[Dataset records]
──────────
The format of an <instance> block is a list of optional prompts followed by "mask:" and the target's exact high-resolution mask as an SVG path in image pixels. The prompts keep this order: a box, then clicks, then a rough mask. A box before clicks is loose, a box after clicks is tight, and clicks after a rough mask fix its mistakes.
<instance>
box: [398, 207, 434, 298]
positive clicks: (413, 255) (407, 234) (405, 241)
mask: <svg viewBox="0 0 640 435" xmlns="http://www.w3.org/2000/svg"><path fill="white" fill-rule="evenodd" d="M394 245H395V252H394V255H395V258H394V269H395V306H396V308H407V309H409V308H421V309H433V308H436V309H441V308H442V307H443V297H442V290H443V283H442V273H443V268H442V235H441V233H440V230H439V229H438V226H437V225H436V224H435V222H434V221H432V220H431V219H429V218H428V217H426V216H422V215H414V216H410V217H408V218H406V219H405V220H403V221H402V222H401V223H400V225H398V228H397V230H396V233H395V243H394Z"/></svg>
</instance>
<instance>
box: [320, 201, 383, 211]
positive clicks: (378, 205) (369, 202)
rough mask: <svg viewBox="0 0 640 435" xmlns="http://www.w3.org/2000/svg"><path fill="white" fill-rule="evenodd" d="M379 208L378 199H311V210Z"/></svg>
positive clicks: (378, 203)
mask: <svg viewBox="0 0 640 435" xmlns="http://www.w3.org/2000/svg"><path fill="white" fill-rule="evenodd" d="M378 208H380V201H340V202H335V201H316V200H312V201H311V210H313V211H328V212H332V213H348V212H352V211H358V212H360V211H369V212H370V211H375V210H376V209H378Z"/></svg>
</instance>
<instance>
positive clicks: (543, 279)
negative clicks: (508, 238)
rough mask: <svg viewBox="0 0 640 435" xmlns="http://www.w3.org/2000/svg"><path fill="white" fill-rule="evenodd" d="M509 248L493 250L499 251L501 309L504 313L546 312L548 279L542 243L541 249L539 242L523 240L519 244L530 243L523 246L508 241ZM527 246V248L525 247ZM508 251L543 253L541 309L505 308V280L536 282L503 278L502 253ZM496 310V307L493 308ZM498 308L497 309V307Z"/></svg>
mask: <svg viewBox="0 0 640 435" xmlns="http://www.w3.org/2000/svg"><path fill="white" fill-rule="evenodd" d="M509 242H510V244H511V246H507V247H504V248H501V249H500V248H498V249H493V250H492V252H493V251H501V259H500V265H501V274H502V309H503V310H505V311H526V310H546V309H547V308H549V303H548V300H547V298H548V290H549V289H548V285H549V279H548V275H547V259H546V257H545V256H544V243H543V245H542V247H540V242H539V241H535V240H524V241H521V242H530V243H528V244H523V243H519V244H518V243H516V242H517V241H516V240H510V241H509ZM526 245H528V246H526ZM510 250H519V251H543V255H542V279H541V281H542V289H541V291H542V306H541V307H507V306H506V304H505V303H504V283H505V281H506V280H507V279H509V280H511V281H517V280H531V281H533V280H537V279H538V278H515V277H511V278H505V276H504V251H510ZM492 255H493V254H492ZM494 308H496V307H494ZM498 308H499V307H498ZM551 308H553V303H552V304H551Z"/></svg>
──────────
Prompt: Every record needs to be reproduced exactly, with none skipped.

Answer to the exercise:
The format of an <instance> block is a list of optional prompts followed by "mask:" and the target's exact high-resolution mask as an SVG path in image pixels. The prompts keep this order: a box, then clicks, then a rough mask. A box before clicks is loose, a box after clicks is tight, and clicks after a rough mask fix its mistakes.
<instance>
box: [398, 207, 434, 298]
positive clicks: (413, 255) (407, 234) (405, 241)
mask: <svg viewBox="0 0 640 435" xmlns="http://www.w3.org/2000/svg"><path fill="white" fill-rule="evenodd" d="M394 245H395V252H394V255H395V258H394V269H395V306H396V308H407V309H409V308H421V309H433V308H436V309H441V308H442V307H443V297H442V290H443V283H442V273H443V268H442V235H441V233H440V230H439V229H438V226H437V225H436V224H435V222H434V221H432V220H431V219H429V218H428V217H426V216H422V215H414V216H410V217H408V218H406V219H405V220H403V221H402V222H401V223H400V225H398V228H397V230H396V233H395V243H394Z"/></svg>
</instance>
<instance>
box: [320, 201, 383, 211]
positive clicks: (378, 205) (369, 202)
rough mask: <svg viewBox="0 0 640 435" xmlns="http://www.w3.org/2000/svg"><path fill="white" fill-rule="evenodd" d="M379 208L378 199H311V210Z"/></svg>
positive clicks: (378, 203)
mask: <svg viewBox="0 0 640 435" xmlns="http://www.w3.org/2000/svg"><path fill="white" fill-rule="evenodd" d="M378 208H380V201H340V202H335V201H316V200H312V201H311V210H313V211H328V212H332V213H348V212H352V211H358V212H360V211H369V212H370V211H375V210H376V209H378Z"/></svg>
</instance>
<instance>
positive clicks: (543, 279)
negative clicks: (508, 238)
rough mask: <svg viewBox="0 0 640 435" xmlns="http://www.w3.org/2000/svg"><path fill="white" fill-rule="evenodd" d="M509 248L493 250L499 251L501 309L504 313L546 312L548 279L542 243L541 249L539 242L523 240L519 244L530 243L523 246L508 241ZM527 246V248L525 247ZM508 251L543 253L541 309L505 308V280L536 282L503 278L502 253ZM496 310V307L493 308ZM498 308L497 309V307Z"/></svg>
mask: <svg viewBox="0 0 640 435" xmlns="http://www.w3.org/2000/svg"><path fill="white" fill-rule="evenodd" d="M509 242H510V244H511V246H507V247H504V248H501V249H500V248H498V249H493V250H492V252H493V251H501V259H500V265H501V274H502V309H503V310H505V311H526V310H546V309H547V308H549V303H548V300H547V298H548V290H549V289H548V285H549V279H548V275H547V259H546V257H545V256H544V243H543V245H542V247H540V242H539V241H535V240H524V241H521V242H530V243H528V244H523V243H519V244H518V243H516V242H517V241H516V240H510V241H509ZM526 245H528V246H526ZM510 250H519V251H543V255H542V279H541V281H542V289H541V291H542V306H541V307H507V306H506V304H505V303H504V283H505V281H506V280H507V279H509V280H511V281H517V280H531V281H533V280H537V279H538V278H515V277H511V278H505V276H504V251H510ZM492 255H493V254H492ZM494 308H496V307H494ZM498 308H499V307H498ZM551 308H553V303H552V304H551Z"/></svg>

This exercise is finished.